• Your instructions
Convert the records below into a numbered list with one item per line, skipping the blank lines.

##### Material provided #####

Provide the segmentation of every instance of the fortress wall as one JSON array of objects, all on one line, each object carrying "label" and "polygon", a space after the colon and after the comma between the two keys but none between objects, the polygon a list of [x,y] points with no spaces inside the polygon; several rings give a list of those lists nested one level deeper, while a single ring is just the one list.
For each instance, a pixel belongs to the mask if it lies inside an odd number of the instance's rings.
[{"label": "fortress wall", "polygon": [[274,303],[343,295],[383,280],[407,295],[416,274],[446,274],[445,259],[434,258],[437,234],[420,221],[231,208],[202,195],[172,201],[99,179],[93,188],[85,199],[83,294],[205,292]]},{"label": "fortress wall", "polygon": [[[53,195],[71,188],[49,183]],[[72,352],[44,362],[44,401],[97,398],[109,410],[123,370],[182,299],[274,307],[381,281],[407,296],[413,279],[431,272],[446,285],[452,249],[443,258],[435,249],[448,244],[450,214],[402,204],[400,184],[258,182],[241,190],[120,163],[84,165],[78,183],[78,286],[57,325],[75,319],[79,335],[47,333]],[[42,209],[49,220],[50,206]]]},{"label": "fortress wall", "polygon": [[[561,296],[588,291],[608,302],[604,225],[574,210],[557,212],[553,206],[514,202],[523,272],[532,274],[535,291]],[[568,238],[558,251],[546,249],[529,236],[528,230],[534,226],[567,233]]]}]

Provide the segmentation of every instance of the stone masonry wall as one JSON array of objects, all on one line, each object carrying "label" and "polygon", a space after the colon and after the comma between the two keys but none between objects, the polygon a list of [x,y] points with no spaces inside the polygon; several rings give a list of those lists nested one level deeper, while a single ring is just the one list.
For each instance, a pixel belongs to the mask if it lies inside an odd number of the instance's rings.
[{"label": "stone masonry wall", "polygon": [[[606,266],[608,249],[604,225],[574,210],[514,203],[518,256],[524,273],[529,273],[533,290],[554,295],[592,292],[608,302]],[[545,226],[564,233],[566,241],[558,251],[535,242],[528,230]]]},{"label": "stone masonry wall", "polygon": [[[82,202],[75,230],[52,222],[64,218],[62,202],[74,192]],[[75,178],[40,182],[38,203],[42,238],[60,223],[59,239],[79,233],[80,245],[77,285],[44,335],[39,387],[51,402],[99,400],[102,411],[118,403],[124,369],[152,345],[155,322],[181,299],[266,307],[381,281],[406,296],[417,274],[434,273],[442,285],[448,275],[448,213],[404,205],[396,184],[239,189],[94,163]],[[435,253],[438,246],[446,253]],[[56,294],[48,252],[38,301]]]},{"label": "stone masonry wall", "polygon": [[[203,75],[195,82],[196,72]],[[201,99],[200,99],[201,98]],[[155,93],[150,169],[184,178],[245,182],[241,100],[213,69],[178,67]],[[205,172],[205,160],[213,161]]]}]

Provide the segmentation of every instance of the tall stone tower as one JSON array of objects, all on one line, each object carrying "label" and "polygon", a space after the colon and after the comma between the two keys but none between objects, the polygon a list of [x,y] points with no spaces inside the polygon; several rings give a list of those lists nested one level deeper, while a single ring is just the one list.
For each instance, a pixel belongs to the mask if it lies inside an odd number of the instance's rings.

#####

• Solution
1. Provide the segmentation of every instance of the fortress wall as one JSON array of objects, all on one line, each object carrying "label" and "polygon", a space after the colon and after the comma between the two keys but none between objects, the polygon a list of [x,y] points with no spaces inside the polygon; several rings give a list of those lists nested one level deeper, while a single ring is just the one list.
2. For each instance, a pixel belongs to the mask if it lies inside an odd number of the instance's rings.
3. [{"label": "fortress wall", "polygon": [[274,303],[343,295],[383,280],[407,295],[416,274],[446,274],[445,259],[434,258],[437,234],[420,221],[231,208],[202,195],[172,201],[99,179],[93,188],[85,199],[83,294],[205,292]]},{"label": "fortress wall", "polygon": [[[53,195],[71,188],[49,183]],[[72,352],[44,362],[44,401],[97,398],[109,410],[123,370],[182,299],[274,307],[381,281],[407,296],[413,279],[431,272],[446,285],[452,249],[443,258],[435,249],[448,244],[450,214],[402,204],[400,184],[258,182],[241,190],[120,163],[84,165],[78,183],[78,286],[57,325],[75,319],[79,335],[47,333]],[[42,209],[49,220],[50,206]]]},{"label": "fortress wall", "polygon": [[[561,296],[588,291],[608,302],[604,225],[574,210],[557,212],[553,206],[514,202],[523,272],[532,274],[535,291]],[[568,238],[558,251],[546,249],[529,236],[528,230],[534,226],[567,233]]]}]
4. Provide the segmentation of every instance of the stone masonry wall as one JSON array of objects, all on one line, each object carrying "label" and "polygon", a space after the colon and after the comma between the two keys but none between objects, the polygon a list of [x,y] points with no spaces inside the polygon; several rings give a list of those lists nested one level deeper, while a single ring is just the one list.
5. For each instance, a pixel belongs to the mask if it lies inside an odd number of the instance's rings.
6. [{"label": "stone masonry wall", "polygon": [[[606,266],[608,249],[604,225],[574,210],[514,203],[518,256],[524,273],[529,273],[533,290],[554,295],[592,292],[608,302]],[[545,226],[564,233],[566,241],[558,251],[535,242],[528,230]]]},{"label": "stone masonry wall", "polygon": [[[82,202],[75,230],[52,222],[64,218],[62,202],[74,192]],[[75,178],[40,182],[38,203],[42,238],[60,223],[59,239],[79,233],[80,245],[77,285],[44,335],[39,387],[51,402],[99,400],[102,411],[118,403],[124,369],[152,345],[155,322],[181,299],[266,307],[381,281],[406,296],[417,274],[434,273],[442,285],[448,275],[448,213],[404,205],[396,184],[239,189],[94,163]],[[435,253],[438,246],[446,253]],[[56,294],[48,252],[38,301]]]},{"label": "stone masonry wall", "polygon": [[[203,75],[195,82],[196,72]],[[201,99],[200,99],[201,98]],[[155,93],[150,169],[184,178],[245,182],[241,100],[213,69],[178,67]],[[205,172],[205,160],[213,161]]]}]
7. Provide the segmentation of every instance of the tall stone tower as one JSON array of objects, all on one line, each object carrying "label" and "polygon", a space after the colon and after the comma between the two keys but none between objects, the polygon a list of [x,y] points with no spaces inside the polygon; several rings give a list of those lists nested one level deeper, while a single ring is just the one list.
8. For each instance, a pixel belongs to the mask if it lies inside an odd number of the instance's rings.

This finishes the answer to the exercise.